_REQUIRED TASK_
Please reproduce, word for word, the stretch of the bug discussion below from "It's missing a" through "update the DataVolume?".

Description of problem: When implementing multi-stage VDDK import, a list of checkpoints has been added to the DataVolume spec.source. The current implementation expects a snapshot Managed Object Reference (MORef). This works well, but the number of snapshots progressively increases until the maximum number of snapshots. The limit is low, so this means that for long warm migrations, the interval between snapshots needs to be increased. This leads in turn to bigger deltas to copy over. The idea is to delete snapshots when they are not needed anymore to keep at most 2 snapshots and allow any value for the snapshots interval. To allow that, VMIO or MTV can get the Change ID associated to the snapshot, and then delete the snapshot. The Change ID would then be passed to CDI as a checkpoint. The logic in the VDDK importer would need to check the string format to identify whether the checkpoints are Snapshot MORrf or Change ID, and adjust its behavior accordingly.
Please verify with hco-bundle-registry-container-4.9.1-15 / iib:132476, or later.
It's missing a backport PR and is not available in 4.9.1 yet. Moving back to MODIFIED.
Please verify with hco-bundle-registry-container-v4.9.1-21 / iib:132758, or later.
Fabien, How this bug should be verified please?
To verify, you need to pass Change IDs as checkpoints to the DataVolume, instead of Snapshot MORef. @marnold, could you please explain how to get the Change IDs and update the DataVolume?
I don't know if QE normally tests CDI directly like that. It seems like it should also be valid to run a warm migration from MTV and watch the DataVolume to make sure it is using change IDs instead of snapshot IDs. The list is in spec.checkpoints, and the field to watch is "previous". I think it will only show change IDs starting with the second iteration. (I can also supply a way to directly test CDI if this isn't good enough). To get the change ID without building any extra tools, the easiest way I have found so far is to use the VMware object browser. The path looks like: "content" -> "rootFolder" -> select data center under "childEntity" -> "vmFolder" -> target VM under "childEntity" -> "snapshot" -> "rootSnapshotList" -> target "snapshot" link -> "config" -> "hardware" -> find correct "VirtualDisk" object under "device" -> "backing". The change ID should now be under the "changeId" field, and it should look something like "52 eb 6a a1 07 46 85 f7-36 a9 46 0e b2 a6 20 27/107".

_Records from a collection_

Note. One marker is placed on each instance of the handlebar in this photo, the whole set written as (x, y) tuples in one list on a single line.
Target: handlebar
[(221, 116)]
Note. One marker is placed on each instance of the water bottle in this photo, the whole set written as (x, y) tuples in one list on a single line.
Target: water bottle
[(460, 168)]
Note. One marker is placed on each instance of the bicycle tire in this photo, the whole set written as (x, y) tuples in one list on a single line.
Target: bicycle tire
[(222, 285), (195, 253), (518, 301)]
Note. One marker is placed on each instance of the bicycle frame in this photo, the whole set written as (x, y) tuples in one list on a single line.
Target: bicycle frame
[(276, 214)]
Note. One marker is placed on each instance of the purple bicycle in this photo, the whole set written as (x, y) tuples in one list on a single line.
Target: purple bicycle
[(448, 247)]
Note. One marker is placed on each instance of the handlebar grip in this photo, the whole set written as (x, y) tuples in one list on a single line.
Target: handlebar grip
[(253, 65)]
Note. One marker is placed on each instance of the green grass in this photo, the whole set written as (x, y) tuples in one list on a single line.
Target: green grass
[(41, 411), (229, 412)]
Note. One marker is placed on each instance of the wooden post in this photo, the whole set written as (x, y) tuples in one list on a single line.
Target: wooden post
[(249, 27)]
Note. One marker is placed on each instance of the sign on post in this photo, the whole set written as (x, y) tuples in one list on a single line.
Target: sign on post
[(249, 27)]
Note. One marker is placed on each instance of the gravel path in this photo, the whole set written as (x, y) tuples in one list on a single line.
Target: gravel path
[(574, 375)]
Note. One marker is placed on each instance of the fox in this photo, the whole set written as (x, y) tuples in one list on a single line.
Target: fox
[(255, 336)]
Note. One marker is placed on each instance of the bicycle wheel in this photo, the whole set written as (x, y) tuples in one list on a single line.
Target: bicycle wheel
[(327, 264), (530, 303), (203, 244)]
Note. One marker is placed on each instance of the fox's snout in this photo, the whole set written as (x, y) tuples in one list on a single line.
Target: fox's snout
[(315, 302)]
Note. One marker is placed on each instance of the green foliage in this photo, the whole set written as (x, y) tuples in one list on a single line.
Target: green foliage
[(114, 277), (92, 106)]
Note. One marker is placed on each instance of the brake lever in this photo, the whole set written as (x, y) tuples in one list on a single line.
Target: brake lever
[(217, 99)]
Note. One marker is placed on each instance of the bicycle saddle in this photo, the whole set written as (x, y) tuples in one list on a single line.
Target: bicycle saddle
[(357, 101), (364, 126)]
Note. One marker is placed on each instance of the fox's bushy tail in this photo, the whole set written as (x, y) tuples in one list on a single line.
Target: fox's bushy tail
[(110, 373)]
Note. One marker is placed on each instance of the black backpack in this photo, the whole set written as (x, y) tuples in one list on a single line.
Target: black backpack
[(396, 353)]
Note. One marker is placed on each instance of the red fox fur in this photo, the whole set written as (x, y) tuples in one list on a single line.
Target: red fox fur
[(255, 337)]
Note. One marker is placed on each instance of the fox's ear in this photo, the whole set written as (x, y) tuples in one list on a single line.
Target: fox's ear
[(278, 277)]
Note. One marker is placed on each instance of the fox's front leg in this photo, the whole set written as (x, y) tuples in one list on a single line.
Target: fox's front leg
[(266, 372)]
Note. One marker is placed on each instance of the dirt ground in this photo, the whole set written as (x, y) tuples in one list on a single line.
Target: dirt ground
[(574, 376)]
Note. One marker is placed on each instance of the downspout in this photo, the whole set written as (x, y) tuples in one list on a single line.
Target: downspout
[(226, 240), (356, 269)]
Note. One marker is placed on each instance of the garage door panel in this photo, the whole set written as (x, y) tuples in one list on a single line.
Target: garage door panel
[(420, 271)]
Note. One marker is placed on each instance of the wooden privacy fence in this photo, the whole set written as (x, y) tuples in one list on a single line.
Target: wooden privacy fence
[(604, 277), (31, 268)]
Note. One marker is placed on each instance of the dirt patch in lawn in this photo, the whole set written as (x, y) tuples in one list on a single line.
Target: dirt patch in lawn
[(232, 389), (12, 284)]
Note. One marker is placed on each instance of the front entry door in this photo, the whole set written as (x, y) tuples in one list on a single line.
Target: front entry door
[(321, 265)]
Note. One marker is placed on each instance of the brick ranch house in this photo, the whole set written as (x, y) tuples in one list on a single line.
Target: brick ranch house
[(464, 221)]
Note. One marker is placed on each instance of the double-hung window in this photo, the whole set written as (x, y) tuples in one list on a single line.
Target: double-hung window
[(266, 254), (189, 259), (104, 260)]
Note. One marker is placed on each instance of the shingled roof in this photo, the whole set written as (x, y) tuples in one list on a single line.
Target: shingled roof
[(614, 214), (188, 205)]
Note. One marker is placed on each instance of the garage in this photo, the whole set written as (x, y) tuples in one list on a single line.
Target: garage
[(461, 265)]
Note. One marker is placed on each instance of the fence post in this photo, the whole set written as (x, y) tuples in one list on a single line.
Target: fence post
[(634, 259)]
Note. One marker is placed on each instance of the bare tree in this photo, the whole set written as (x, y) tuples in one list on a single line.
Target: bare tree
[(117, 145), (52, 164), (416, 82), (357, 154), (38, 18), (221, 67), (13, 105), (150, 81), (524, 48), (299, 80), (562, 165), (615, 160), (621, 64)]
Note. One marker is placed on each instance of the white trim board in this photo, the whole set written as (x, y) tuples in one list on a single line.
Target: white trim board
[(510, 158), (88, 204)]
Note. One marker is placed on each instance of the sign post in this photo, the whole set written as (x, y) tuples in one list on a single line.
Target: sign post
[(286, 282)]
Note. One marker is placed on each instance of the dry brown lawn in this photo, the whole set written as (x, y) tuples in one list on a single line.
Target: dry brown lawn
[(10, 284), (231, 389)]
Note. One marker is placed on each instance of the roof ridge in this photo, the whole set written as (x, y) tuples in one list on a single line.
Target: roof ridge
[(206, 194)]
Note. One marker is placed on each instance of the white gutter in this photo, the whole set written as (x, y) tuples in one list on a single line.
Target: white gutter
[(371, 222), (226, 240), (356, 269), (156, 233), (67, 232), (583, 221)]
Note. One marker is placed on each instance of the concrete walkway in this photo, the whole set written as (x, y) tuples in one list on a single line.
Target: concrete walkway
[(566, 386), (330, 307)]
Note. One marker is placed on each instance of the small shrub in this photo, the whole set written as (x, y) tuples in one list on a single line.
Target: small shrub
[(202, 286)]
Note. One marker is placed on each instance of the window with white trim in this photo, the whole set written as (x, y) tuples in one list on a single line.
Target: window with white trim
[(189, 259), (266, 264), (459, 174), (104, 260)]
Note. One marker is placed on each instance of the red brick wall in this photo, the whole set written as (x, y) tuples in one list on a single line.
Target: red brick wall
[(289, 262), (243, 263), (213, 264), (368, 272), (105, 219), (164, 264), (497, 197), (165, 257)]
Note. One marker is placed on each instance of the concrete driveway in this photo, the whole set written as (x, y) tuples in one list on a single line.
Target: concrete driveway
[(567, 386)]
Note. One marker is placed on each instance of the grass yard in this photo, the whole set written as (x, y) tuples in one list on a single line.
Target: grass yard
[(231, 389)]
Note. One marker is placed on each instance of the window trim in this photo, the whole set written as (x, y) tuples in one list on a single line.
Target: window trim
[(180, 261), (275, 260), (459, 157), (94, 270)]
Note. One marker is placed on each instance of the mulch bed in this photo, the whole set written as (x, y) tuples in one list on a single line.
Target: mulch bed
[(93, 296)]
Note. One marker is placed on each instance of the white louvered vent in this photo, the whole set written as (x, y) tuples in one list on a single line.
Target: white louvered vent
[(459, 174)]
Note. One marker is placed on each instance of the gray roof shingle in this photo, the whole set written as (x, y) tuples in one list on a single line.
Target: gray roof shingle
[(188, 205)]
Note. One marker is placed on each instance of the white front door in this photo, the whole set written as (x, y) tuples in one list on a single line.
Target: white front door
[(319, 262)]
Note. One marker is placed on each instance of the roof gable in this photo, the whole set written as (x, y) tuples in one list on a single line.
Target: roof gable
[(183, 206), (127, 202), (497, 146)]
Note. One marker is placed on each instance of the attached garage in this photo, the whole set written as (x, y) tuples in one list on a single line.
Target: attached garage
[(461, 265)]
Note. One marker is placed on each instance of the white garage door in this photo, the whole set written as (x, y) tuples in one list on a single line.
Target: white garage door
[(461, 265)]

_EXERCISE ANSWER_
It's missing a backport PR and is not available in 4.9.1 yet. Moving back to MODIFIED.
Please verify with hco-bundle-registry-container-v4.9.1-21 / iib:132758, or later.
Fabien, How this bug should be verified please?
To verify, you need to pass Change IDs as checkpoints to the DataVolume, instead of Snapshot MORef. @marnold, could you please explain how to get the Change IDs and update the DataVolume?